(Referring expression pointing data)
--
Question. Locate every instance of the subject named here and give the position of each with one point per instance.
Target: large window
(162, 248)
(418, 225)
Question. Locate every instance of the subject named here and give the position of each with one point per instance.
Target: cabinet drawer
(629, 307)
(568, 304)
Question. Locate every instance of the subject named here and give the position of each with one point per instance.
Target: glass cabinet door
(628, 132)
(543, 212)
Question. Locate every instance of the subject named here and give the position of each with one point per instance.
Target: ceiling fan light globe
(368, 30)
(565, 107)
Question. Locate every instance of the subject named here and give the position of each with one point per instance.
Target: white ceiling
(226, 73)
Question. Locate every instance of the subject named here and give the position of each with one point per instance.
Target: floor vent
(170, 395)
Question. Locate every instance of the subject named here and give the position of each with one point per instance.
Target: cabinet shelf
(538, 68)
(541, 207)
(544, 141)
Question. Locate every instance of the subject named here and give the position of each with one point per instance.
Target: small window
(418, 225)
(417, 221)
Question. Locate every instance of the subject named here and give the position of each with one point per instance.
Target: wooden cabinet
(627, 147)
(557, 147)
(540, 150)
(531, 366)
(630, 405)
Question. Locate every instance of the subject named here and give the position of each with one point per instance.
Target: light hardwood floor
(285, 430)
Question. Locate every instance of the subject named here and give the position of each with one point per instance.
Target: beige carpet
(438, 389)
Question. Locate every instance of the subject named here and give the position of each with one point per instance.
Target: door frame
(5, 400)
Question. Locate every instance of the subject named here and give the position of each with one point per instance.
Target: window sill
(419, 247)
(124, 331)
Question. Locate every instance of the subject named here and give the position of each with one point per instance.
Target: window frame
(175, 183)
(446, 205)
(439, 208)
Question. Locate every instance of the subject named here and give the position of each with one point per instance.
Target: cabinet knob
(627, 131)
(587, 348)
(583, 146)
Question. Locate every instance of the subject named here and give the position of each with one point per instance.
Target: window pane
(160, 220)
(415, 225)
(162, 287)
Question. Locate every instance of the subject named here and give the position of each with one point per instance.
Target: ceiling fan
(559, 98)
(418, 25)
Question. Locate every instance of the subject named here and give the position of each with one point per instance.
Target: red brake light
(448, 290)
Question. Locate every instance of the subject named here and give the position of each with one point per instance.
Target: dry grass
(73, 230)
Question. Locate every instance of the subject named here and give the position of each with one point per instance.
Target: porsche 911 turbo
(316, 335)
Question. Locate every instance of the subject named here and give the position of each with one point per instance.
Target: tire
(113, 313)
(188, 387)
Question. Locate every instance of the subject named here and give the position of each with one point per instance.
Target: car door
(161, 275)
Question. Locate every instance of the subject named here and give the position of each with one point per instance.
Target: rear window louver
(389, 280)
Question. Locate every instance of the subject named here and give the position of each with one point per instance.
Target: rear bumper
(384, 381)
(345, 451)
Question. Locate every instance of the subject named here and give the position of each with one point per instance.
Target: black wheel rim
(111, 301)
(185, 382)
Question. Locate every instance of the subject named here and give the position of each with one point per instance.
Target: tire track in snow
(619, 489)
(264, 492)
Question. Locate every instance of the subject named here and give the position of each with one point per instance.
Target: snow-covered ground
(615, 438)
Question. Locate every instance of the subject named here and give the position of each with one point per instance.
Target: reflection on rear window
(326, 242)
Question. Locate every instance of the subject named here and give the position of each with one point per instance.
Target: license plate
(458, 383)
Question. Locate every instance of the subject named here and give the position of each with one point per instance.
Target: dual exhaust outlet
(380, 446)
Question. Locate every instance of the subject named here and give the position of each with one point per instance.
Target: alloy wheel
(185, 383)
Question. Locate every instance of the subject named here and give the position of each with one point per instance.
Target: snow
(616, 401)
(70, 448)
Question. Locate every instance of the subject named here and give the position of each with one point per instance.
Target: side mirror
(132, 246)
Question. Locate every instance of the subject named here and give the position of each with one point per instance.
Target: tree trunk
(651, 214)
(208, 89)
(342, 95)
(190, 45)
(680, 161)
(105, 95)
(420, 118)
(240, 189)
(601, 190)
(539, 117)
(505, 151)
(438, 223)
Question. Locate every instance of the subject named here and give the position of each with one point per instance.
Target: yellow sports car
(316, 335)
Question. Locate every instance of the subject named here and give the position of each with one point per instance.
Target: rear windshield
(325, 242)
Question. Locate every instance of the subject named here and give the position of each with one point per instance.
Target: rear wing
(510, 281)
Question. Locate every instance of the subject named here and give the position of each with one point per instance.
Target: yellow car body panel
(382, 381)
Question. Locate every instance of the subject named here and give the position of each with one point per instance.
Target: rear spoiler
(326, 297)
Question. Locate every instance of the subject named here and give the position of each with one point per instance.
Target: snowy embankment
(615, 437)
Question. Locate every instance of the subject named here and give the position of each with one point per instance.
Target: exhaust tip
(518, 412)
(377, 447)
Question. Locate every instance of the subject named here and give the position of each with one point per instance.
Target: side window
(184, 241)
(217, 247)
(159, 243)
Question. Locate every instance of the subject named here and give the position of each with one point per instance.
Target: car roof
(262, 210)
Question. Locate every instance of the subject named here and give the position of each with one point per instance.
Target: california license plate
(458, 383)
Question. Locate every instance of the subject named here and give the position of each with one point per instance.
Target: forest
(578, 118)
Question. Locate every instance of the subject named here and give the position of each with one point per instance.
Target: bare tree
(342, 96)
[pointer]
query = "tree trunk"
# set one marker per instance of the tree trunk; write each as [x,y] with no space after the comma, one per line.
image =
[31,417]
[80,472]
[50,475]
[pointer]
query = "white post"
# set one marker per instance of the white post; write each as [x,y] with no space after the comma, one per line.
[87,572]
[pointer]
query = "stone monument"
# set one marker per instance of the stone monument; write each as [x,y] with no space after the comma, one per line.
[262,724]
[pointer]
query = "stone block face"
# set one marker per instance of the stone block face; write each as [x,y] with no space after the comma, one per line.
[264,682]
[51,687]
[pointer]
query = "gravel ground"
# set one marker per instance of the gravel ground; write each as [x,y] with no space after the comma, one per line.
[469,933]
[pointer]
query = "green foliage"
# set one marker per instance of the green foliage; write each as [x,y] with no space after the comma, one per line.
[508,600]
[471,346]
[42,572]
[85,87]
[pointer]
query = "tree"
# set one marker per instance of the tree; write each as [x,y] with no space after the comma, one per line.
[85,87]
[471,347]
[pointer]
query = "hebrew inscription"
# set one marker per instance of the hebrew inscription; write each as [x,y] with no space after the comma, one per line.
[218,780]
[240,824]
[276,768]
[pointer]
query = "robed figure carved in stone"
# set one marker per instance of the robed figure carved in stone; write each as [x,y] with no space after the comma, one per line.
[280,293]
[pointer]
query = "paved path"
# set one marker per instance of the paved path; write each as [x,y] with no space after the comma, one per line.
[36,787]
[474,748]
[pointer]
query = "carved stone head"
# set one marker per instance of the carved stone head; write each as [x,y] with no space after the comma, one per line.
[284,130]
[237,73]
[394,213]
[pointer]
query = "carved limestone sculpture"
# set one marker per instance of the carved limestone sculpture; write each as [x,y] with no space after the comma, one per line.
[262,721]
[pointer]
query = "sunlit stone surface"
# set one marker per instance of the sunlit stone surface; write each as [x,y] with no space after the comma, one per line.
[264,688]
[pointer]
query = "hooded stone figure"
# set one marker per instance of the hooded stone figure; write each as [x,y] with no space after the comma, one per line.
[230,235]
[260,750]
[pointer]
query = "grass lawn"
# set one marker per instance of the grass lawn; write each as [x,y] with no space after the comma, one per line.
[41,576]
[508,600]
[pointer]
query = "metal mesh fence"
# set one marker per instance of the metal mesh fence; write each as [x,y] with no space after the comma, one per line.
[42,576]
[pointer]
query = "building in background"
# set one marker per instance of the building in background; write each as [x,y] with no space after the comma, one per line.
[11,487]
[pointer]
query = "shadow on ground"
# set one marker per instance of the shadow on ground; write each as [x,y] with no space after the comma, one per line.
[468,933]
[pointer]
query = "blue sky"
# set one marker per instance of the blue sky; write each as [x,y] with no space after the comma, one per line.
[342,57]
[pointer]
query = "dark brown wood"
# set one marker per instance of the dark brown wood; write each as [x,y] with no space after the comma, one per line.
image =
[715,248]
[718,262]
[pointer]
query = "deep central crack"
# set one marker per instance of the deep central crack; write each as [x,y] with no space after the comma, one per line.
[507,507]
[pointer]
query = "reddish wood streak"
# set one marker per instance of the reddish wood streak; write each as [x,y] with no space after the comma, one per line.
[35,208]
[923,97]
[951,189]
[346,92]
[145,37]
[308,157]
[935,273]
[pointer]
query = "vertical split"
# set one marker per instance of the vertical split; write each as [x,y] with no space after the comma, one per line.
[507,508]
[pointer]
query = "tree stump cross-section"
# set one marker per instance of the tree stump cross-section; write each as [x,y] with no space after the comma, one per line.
--
- [Your assignment]: Within the records above, determine how many lines contain the word "stump". Respond with that number and no other text.

- [Result below]: 2